● **Extrait du texte**
>>>>>

(L’heure du policier 3).
Juin 2016.
Du cahier de notes du Chat-chien :
.- On ne sait pas dans le reste du pays, mais au Chiapas au moins, ceux d’en haut sont en train de perdre la guerre médiatique.
En milieu rural et urbain, nous avons vu des familles entières soutenir les enseignantEs. Et nous ne nous faisons pas référence à des soutiens du type : "Ce poing levé, oui il se voit", "le peuple, uni, ne sera jamais vaincu", et les slogans qui, malgré les distances entre les calendriers et les géographies sont toujours les mêmes, car en bas la solidarité continue à être un principe élémentaire. Si au cours des mobilisations antérieures des enseignantEs rebelles, la "citoyenneté" (ce terme qui occulte l’inégalité), se montrait excédée et offusquée, les choses ont changé désormais.
Il y a chaque fois plus de familles qui viennent en aide aux enseignantEs, qui les aident pour leurs voyages et leurs manifestations, qui s’angoissent lorsqu’ils sont agresséEs, qui leur donnent à manger, à boire et leur proposent un abri. Il s’agit de familles qui, selon la taxonomie de la gauche électorale, seraient "abruties" par la télévision, "qui sont des grapilleuses de sandwichs", "qui sont aliénées", "qui n’ont pas de conscience". Mais apparemment, la colossale campagne médiatique déployée contre le corps enseignant en résistance a échoué. Le mouvement de résistance contre la réforme éducative s’est transformé en un miroir pour toujours plus de vrais gens (c’est-à-dire pas ceux des organisations sociales et politiques, mais les gens ordinaires). Comme si, face à la tragédie qui vient, un sentiment collectif d’urgence était né. Comme si chaque coup de matraque, chaque bombe lacrymogène, chaque tir de flashball, chaque ordre d’arrestation étaient des slogans éloquents : "aujourd’hui c’est elle, c’est lui qu’on a attaqué ; demain ce sera ton tour". C’est peut-être pour cela que derrière chaque professeur, il y a des familles entières qui sympathisent avec leur cause et avec leur lutte.

<<<<<

● **Objectifs**
- A) Modifiez l'extrait de "Du cahier de" à "ont changé désormais." en remplaçant "Chiapas" par "Oaxaca".
- B) D'après l'extrait, qu'offrent les familles aux enseignantEs en plus de leur aide pour les voyages et les manifestations ?

● **Jeu de données**
>>>>>

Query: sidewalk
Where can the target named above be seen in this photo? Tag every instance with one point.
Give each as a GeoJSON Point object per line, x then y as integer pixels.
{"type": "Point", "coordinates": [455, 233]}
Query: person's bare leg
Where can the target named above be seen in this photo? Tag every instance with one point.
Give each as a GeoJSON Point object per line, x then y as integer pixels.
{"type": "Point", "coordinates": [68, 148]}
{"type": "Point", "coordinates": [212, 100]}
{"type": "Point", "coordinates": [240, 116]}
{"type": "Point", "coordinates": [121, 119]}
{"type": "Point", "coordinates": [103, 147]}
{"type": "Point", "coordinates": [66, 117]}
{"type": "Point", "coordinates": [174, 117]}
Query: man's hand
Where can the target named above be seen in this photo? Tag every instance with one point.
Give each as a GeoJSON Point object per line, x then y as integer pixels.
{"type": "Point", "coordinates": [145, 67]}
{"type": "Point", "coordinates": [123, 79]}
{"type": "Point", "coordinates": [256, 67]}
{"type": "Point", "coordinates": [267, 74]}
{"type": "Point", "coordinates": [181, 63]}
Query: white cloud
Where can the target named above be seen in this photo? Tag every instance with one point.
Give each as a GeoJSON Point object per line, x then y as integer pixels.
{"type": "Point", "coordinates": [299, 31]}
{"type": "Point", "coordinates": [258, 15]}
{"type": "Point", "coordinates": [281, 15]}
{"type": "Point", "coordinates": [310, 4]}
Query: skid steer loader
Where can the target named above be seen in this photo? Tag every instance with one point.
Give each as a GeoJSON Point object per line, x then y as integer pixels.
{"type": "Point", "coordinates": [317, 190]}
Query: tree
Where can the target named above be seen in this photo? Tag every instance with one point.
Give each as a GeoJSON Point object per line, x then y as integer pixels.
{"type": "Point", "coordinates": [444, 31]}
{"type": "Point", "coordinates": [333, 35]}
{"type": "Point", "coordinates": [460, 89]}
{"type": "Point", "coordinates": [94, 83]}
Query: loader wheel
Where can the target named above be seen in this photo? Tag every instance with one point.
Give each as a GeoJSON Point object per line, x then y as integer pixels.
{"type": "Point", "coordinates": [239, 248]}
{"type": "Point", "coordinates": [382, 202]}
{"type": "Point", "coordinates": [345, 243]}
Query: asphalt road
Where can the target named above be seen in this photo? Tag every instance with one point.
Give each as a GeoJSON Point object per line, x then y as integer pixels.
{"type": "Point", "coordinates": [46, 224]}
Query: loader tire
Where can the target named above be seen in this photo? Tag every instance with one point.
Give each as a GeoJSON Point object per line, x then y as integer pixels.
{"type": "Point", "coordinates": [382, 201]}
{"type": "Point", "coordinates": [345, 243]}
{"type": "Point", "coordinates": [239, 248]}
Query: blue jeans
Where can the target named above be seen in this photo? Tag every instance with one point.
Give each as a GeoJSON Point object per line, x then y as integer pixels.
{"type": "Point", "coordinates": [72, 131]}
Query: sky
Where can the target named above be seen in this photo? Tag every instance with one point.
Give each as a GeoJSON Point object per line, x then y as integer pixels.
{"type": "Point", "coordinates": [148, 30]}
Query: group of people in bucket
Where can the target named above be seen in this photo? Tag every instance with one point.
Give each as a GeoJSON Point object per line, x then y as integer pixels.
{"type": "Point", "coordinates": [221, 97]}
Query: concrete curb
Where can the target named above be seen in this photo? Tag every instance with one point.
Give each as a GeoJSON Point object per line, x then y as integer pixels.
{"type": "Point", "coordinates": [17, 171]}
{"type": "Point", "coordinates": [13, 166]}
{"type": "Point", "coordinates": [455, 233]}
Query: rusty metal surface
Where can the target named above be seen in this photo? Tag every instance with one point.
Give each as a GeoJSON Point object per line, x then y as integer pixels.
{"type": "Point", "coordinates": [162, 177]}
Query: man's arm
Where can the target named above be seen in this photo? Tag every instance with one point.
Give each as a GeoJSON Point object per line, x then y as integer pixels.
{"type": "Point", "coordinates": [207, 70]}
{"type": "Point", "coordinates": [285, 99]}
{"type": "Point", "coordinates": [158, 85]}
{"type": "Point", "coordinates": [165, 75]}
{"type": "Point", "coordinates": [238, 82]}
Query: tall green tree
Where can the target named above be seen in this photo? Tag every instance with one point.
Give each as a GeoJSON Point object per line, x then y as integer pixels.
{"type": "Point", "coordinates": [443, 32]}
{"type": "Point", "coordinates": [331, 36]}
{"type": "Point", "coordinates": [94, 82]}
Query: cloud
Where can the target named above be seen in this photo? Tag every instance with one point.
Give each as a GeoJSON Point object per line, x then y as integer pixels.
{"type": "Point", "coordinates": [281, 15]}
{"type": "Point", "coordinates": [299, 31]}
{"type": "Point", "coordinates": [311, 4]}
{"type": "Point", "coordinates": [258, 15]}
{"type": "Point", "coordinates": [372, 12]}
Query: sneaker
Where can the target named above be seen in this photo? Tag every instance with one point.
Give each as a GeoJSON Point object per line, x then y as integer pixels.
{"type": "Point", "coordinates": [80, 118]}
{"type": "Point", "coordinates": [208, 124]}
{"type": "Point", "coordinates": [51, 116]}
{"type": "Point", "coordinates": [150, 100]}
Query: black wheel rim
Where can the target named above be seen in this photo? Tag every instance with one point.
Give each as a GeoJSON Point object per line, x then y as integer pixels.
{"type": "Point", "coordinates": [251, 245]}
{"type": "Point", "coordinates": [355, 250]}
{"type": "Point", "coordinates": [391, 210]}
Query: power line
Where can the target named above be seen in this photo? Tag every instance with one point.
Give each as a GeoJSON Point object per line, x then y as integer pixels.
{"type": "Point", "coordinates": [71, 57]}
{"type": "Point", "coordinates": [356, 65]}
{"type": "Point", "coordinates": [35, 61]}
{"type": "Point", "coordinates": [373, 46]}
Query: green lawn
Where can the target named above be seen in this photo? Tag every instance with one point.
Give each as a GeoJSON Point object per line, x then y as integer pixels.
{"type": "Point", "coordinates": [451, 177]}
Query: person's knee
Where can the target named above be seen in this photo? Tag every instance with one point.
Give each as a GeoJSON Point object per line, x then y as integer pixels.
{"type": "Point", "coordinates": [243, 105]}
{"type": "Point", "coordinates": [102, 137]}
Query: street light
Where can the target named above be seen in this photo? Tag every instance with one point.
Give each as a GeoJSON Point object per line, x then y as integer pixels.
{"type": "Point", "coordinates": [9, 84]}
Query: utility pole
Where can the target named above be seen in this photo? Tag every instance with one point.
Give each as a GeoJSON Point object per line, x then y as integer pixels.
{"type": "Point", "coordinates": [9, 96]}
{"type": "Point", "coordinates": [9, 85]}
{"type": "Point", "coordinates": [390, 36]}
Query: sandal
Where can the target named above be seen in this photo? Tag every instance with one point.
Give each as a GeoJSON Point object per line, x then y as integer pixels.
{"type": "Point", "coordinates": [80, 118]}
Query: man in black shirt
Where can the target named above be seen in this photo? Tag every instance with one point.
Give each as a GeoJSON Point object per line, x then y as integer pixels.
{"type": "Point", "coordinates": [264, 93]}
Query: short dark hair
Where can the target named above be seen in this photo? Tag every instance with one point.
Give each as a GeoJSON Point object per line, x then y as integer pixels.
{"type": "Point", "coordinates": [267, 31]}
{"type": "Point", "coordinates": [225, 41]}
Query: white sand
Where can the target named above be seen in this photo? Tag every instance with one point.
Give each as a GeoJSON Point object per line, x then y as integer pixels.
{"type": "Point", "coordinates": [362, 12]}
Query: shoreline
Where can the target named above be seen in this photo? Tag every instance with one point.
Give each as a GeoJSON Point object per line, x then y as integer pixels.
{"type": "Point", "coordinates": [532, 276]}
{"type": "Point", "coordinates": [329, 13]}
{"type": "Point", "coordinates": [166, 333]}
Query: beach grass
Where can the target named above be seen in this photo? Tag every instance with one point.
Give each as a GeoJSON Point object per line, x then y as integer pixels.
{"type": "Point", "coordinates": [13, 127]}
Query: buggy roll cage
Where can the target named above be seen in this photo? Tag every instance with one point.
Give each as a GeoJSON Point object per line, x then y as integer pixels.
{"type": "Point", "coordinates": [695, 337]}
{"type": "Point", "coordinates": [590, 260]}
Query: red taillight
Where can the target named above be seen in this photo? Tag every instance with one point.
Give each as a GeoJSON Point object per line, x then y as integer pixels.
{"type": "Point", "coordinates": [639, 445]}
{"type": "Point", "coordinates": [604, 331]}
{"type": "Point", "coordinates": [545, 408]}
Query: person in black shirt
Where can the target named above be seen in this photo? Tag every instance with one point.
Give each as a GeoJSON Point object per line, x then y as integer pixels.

<<<<<

● **Réponses attendues**
- A)
Du cahier de notes du Chat-chien :
.- On ne sait pas dans le reste du pays, mais au Oaxaca au moins, ceux d’en haut sont en train de perdre la guerre médiatique.
En milieu rural et urbain, nous avons vu des familles entières soutenir les enseignantEs. Et nous ne nous faisons pas référence à des soutiens du type : "Ce poing levé, oui il se voit", "le peuple, uni, ne sera jamais vaincu", et les slogans qui, malgré les distances entre les calendriers et les géographies sont toujours les mêmes, car en bas la solidarité continue à être un principe élémentaire. Si au cours des mobilisations antérieures des enseignantEs rebelles, la "citoyenneté" (ce terme qui occulte l’inégalité), se montrait excédée et offusquée, les choses ont changé désormais.

- B) Elles leur donnent à manger et à boire, et leur proposent un abri.